WHAT THE TASK ASKS
Count the lines in the records below that contain the string "stadium", treating uppercase and lowercase as different, and reply with only that number.

DATA SHOWN
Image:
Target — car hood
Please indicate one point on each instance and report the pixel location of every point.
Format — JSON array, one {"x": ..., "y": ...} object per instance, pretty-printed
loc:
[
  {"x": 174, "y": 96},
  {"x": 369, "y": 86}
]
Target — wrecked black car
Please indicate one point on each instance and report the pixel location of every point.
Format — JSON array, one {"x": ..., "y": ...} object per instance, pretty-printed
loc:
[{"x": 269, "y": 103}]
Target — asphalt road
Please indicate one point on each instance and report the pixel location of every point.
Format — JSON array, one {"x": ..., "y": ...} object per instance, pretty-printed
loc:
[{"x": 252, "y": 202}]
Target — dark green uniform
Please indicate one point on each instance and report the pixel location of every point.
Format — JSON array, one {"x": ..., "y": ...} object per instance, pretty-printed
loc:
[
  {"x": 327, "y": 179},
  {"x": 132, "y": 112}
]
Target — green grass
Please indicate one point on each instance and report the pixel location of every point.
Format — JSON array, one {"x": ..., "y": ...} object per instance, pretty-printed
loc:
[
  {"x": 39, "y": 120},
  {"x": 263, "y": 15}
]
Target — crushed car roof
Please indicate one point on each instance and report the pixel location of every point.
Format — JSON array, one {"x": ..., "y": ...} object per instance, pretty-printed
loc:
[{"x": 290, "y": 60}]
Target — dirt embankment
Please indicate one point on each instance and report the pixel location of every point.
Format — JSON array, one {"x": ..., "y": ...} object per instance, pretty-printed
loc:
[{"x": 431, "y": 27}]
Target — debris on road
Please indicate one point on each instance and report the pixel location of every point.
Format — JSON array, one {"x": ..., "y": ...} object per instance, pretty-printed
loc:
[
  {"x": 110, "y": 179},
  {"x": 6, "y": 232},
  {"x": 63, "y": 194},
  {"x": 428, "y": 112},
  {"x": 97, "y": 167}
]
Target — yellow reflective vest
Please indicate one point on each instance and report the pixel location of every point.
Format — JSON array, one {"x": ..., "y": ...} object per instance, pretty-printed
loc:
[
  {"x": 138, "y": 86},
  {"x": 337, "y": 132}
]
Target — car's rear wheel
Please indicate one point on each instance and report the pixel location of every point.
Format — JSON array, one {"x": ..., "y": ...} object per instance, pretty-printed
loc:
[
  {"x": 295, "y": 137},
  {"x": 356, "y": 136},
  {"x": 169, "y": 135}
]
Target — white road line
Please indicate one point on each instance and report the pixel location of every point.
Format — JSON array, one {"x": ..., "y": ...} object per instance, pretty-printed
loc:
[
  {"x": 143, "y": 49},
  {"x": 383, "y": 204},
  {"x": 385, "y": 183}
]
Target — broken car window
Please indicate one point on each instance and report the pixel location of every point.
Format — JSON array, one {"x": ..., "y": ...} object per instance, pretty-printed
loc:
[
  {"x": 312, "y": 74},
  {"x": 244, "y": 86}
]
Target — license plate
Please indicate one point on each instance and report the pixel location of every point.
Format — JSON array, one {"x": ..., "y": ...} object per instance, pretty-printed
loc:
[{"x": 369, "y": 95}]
--
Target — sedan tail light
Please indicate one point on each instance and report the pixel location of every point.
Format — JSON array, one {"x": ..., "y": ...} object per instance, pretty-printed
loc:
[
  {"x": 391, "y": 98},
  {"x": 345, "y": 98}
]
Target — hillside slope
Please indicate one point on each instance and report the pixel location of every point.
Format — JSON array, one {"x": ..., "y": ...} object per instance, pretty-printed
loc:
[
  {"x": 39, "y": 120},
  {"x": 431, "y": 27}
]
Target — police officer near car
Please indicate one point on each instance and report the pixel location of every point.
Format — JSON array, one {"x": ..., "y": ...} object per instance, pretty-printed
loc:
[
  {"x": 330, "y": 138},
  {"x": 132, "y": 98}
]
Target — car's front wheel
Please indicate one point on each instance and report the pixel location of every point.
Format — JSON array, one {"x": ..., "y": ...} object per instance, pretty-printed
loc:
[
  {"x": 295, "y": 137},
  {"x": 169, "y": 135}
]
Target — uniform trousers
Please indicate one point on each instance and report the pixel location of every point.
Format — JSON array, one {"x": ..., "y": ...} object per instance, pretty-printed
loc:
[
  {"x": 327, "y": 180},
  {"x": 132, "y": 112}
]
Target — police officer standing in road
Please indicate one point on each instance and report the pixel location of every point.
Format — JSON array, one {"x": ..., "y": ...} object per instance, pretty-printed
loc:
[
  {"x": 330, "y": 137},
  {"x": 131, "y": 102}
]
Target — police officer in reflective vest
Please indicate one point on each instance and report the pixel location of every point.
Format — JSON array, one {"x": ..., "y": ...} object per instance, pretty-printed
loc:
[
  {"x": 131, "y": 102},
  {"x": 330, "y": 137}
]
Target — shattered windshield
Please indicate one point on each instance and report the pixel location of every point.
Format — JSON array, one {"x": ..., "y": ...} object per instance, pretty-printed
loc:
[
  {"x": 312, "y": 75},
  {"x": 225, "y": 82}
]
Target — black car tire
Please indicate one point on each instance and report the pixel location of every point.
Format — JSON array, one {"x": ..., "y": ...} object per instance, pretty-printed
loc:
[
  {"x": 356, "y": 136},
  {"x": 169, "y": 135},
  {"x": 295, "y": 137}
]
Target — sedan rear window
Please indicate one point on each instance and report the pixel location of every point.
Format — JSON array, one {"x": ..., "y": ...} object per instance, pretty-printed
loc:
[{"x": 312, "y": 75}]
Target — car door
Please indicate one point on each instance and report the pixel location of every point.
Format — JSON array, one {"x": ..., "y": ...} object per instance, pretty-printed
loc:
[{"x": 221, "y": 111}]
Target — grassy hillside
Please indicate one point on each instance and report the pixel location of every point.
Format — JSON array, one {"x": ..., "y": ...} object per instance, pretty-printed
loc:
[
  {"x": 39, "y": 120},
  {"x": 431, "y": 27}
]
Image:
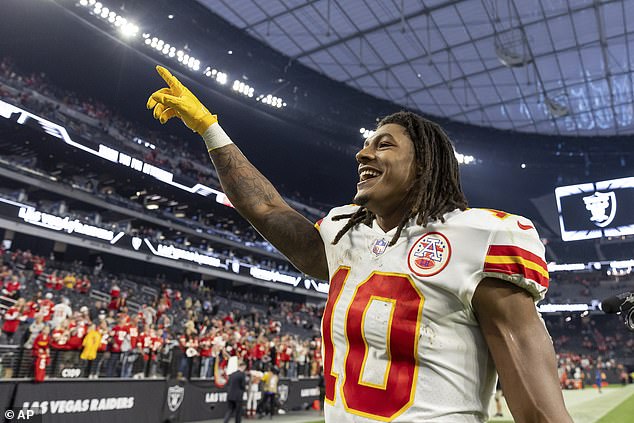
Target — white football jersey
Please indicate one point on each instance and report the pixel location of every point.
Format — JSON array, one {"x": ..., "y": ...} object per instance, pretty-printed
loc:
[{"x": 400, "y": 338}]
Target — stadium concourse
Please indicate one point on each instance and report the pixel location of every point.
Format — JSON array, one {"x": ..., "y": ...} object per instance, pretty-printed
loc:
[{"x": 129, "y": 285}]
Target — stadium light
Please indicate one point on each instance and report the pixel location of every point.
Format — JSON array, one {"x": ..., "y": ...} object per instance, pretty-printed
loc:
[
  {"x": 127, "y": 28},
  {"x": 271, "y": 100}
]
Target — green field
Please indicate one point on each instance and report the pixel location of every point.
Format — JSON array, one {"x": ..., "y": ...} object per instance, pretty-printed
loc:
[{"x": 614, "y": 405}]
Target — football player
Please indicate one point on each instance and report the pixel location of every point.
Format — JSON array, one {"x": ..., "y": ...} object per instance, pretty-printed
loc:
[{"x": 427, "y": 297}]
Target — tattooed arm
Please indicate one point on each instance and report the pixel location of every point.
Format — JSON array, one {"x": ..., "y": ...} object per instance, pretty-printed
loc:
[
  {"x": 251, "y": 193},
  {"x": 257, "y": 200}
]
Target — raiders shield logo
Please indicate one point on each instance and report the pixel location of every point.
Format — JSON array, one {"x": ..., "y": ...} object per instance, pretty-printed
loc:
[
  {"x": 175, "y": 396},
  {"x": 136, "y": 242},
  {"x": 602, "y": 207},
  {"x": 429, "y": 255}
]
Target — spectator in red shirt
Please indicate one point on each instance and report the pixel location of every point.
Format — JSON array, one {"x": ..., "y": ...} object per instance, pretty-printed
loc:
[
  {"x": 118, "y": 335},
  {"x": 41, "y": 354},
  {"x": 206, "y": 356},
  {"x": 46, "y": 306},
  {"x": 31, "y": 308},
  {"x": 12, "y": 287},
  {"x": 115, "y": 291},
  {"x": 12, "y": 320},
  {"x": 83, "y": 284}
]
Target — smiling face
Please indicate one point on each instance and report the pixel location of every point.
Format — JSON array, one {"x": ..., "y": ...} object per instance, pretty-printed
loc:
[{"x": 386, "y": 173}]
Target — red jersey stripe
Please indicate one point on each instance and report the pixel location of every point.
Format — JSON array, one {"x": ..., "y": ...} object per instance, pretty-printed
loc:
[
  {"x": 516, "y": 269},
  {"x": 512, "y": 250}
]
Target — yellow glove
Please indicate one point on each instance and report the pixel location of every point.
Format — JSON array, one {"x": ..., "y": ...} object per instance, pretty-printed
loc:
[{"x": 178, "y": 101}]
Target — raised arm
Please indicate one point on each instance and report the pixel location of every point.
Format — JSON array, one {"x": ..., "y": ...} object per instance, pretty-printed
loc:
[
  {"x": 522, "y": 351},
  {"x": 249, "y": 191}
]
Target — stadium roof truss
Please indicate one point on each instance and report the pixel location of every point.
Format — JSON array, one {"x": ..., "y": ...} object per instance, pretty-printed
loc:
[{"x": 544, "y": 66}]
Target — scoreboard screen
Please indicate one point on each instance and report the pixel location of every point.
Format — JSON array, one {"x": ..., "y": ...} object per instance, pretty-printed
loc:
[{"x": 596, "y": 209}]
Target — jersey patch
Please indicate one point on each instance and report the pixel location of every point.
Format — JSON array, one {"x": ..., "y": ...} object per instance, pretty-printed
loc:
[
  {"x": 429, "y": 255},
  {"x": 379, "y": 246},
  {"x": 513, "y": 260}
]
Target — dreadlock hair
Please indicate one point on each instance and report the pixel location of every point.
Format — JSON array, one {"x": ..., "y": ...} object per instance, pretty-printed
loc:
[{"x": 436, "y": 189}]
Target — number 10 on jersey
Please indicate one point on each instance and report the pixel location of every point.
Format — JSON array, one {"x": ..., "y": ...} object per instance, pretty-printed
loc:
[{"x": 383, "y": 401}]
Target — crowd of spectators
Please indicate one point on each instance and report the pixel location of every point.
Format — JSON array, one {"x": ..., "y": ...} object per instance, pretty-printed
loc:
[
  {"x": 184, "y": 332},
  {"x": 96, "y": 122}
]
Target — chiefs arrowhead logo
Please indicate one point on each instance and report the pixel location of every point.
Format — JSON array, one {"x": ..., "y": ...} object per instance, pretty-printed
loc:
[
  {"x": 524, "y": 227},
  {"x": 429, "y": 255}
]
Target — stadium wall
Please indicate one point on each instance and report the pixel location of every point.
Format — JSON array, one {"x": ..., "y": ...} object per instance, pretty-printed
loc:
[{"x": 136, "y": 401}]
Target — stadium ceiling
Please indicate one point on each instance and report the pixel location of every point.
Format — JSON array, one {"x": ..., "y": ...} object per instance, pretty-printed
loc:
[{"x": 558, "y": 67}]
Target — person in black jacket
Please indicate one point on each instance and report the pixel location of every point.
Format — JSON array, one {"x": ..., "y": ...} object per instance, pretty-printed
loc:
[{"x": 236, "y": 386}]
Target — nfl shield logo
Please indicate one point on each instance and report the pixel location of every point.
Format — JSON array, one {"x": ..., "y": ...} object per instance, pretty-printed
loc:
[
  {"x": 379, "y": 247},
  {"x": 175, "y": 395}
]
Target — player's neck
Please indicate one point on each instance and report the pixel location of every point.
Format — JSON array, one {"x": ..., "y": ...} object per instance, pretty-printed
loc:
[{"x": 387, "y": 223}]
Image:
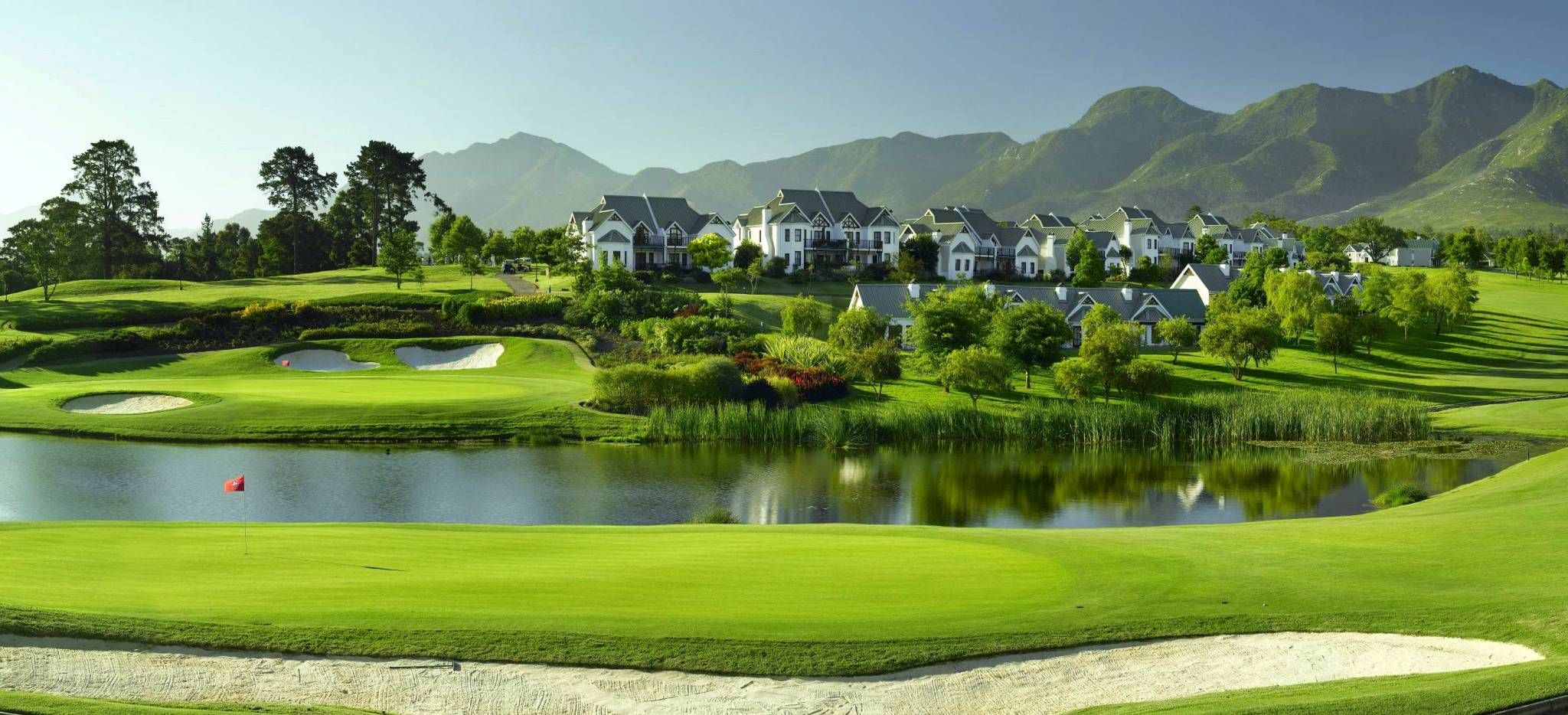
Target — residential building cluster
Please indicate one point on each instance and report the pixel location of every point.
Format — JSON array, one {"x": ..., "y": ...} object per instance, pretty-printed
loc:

FINISHED TASK
5